Things to do.
**a)** According to the Texas Tech–Iowa State matchup preview, why is ISU punter Kirby Van Der Kamp called a field position weapon?
**b)** Translate this sentence from the Texas Tech–Iowa State matchup preview into Spanish: "Cyclones’ pass efficiency defense has risen to No. 2 nationally."
**c)** Reproduce the Texas Tech–Iowa State matchup preview word for word from "Texas Tech Rush Offense" to "(Slight) advantage: ISU.".

Text under study.
⁂
Texas Tech Rush Offense vs. ISU Rush Defense
The Red Raiders are averaging 230 yards per game on the ground and feature Kenny Williams and Eric Stephens, among others. The Cyclones boast the nation’s 25th-best run defense, allowing 110.3 yards per game. “They are by far the best defense we’ve played,” Tech coach Tommy Tuberville said. (Slight) advantage: Texas Tech.
Texas Tech Pass Offense vs. ISU Pass Defense
Red Raiders 5,000-yard career passer Seth Doege’s on another statistical tear, throwing for 12 touchdowns and one interception. He was awfully good last year, too, before ISU held him out of the end zone while picking off two passes. Cyclones’ pass efficiency defense has risen to No. 2 nationally. (Slight) advantage: ISU.
Iowa State Rush Offense vs. Texas Tech Rush Defense
ISU isn’t quite yet clicking on the ground at 175 yards per game (55th nationally), and Tech, surprisingly, is allowing a meager 75.3 yards per game (12th nationally). The Cyclones have combined for 619 rushing yards in their past two wins over the Red Raiders. James White needs a breakout game. Advantage: ISU.
Iowa State Pass Offense vs. Texas Tech Pass Defense
ISU quarterback Steele Jantz seeks his first win in five Big 12 starts and is completing passes at a solid 70.1 percent clip. Wide receiver Josh Lenz needs to get more involved (3 catches last 2 games). Tech fields the nation’s top-rated pass efficiency defense and features experienced safety Cody Davis. Advantage: Texas Tech.
ISU punter Kirby Van Der Kamp’s a field position weapon, dropping 14 of 19 punts inside the 20-yard line. Texas Tech has punted just three times, averaging 38 yards per boot. Cyclone kicker Edwin Arceo has made three of four field goal attempts. Red Raiders kickers are a combined 6-for-7. (Slight) advantage: Texas Tech.
⁂
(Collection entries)
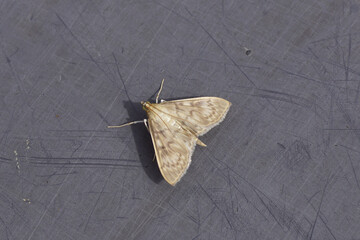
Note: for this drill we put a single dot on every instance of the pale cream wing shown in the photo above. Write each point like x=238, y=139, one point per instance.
x=198, y=114
x=173, y=145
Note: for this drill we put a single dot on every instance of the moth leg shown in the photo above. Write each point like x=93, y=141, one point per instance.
x=158, y=94
x=199, y=142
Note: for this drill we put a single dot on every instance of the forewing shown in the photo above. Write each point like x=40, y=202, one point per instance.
x=199, y=115
x=173, y=146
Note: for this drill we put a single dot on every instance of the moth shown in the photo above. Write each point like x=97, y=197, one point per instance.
x=175, y=127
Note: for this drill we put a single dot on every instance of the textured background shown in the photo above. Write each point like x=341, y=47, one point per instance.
x=283, y=165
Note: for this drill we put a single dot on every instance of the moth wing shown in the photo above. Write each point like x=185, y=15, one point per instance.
x=198, y=114
x=173, y=146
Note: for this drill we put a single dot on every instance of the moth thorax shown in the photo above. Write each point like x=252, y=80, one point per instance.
x=146, y=105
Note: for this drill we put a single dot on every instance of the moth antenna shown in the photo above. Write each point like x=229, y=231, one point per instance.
x=127, y=124
x=158, y=94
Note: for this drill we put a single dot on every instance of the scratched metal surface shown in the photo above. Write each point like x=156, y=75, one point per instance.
x=283, y=165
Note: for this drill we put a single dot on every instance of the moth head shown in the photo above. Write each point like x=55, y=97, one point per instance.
x=145, y=105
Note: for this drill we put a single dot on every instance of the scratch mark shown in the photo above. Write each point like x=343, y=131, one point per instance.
x=319, y=208
x=222, y=49
x=215, y=204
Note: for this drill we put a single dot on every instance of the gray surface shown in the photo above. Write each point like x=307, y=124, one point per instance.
x=283, y=165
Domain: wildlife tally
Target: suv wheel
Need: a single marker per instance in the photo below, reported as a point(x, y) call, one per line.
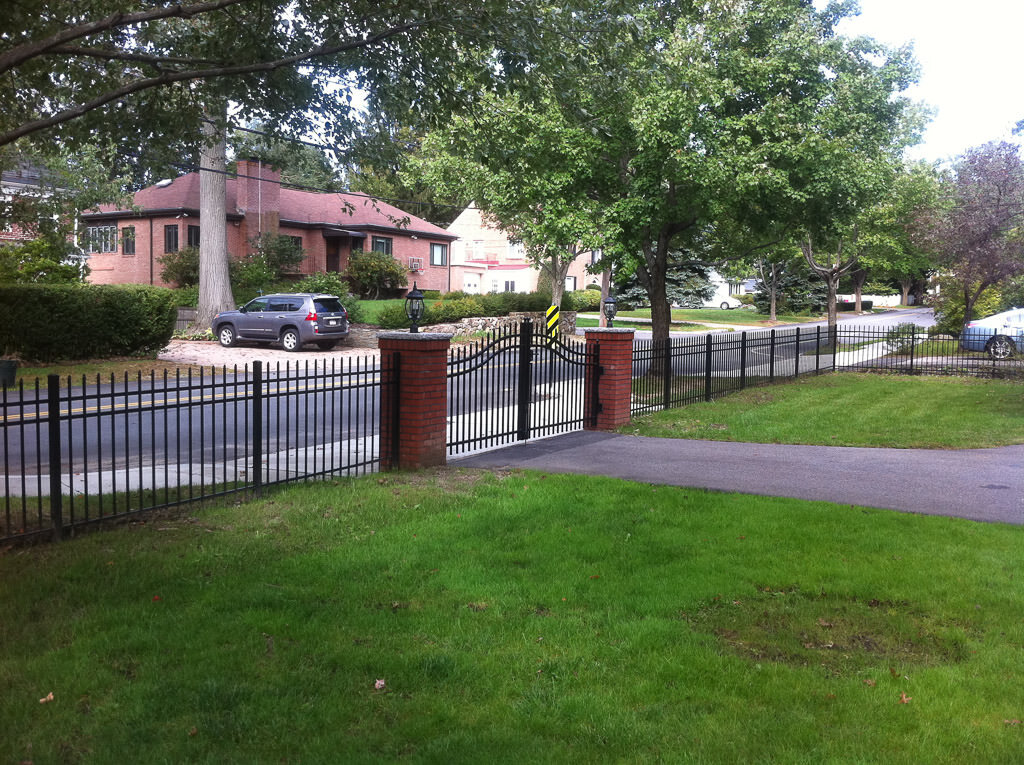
point(1000, 347)
point(226, 335)
point(290, 339)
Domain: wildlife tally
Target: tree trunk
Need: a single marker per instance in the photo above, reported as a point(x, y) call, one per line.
point(904, 288)
point(605, 291)
point(214, 275)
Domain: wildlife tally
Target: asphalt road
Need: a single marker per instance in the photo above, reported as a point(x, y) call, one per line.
point(982, 484)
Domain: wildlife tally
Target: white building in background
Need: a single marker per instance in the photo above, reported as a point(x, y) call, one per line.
point(483, 260)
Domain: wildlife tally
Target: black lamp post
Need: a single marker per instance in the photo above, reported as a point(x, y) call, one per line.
point(414, 307)
point(610, 306)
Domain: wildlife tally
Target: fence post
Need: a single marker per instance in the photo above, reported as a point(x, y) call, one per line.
point(525, 380)
point(742, 359)
point(667, 375)
point(796, 356)
point(53, 432)
point(257, 419)
point(414, 420)
point(708, 377)
point(613, 381)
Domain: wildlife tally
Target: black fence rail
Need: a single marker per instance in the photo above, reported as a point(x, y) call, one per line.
point(518, 384)
point(82, 452)
point(911, 350)
point(701, 368)
point(685, 370)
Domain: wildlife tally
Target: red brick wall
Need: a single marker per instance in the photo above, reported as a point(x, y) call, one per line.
point(418, 365)
point(614, 386)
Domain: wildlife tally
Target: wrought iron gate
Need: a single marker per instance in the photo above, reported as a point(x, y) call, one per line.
point(519, 384)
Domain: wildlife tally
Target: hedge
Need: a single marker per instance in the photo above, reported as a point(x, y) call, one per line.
point(46, 323)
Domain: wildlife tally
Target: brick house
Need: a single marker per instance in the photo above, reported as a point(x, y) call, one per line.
point(483, 260)
point(125, 246)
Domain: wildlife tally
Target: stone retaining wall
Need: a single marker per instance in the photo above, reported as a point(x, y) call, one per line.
point(487, 324)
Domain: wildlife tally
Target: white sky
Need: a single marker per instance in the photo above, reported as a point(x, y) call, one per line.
point(972, 66)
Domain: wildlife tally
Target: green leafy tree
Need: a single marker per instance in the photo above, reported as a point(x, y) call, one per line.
point(375, 273)
point(41, 261)
point(530, 173)
point(755, 121)
point(165, 74)
point(976, 229)
point(687, 284)
point(300, 164)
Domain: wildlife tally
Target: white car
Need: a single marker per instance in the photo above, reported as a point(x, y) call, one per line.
point(1000, 335)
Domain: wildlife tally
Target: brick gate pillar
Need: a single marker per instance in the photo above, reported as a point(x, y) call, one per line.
point(614, 385)
point(414, 399)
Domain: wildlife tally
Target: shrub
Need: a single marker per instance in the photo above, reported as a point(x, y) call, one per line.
point(901, 338)
point(94, 321)
point(582, 300)
point(372, 273)
point(40, 261)
point(392, 317)
point(181, 267)
point(446, 311)
point(186, 296)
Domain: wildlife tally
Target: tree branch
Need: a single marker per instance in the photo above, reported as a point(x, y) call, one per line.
point(169, 78)
point(23, 53)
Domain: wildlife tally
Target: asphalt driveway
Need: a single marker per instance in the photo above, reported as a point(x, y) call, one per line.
point(978, 484)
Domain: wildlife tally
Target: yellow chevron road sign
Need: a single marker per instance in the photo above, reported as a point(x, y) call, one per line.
point(553, 315)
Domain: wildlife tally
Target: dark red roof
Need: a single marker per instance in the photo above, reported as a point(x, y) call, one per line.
point(303, 208)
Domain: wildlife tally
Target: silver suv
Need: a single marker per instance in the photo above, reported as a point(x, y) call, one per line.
point(292, 320)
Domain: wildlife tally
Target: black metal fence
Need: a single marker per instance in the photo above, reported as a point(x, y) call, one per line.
point(518, 384)
point(705, 367)
point(78, 453)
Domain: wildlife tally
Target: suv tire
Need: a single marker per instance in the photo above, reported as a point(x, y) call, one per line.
point(291, 340)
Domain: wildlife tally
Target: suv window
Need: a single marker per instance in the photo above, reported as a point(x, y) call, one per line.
point(328, 305)
point(255, 306)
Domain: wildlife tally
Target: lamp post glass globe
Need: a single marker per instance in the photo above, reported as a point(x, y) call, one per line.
point(610, 306)
point(414, 307)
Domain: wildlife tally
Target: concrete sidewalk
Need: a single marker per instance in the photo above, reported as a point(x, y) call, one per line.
point(978, 484)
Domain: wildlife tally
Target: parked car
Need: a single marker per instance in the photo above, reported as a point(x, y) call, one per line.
point(291, 320)
point(1000, 335)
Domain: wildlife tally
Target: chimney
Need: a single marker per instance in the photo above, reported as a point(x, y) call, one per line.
point(258, 197)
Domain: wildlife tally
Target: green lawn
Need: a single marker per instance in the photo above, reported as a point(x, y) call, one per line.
point(855, 410)
point(520, 618)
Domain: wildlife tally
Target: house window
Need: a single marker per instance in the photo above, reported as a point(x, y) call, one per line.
point(128, 240)
point(382, 244)
point(101, 239)
point(171, 238)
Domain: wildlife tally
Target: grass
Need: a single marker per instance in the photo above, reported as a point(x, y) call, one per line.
point(855, 410)
point(509, 622)
point(104, 368)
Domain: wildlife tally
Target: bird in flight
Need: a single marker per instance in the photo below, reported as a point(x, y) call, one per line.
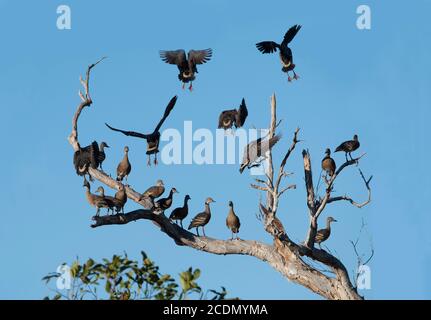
⁂
Task-by-task outputs.
**a)** He has dropped 14 of his 19 punts inside the 20-yard line.

**b)** La defensa de eficiencia de pase de los Cyclones ha subido al n.º 2 a nivel nacional.

**c)**
Texas Tech Rush Offense vs. ISU Rush Defense
The Red Raiders are averaging 230 yards per game on the ground and feature Kenny Williams and Eric Stephens, among others. The Cyclones boast the nation’s 25th-best run defense, allowing 110.3 yards per game. “They are by far the best defense we’ve played,” Tech coach Tommy Tuberville said. (Slight) advantage: Texas Tech.
Texas Tech Pass Offense vs. ISU Pass Defense
Red Raiders 5,000-yard career passer Seth Doege’s on another statistical tear, throwing for 12 touchdowns and one interception. He was awfully good last year, too, before ISU held him out of the end zone while picking off two passes. Cyclones’ pass efficiency defense has risen to No. 2 nationally. (Slight) advantage: ISU.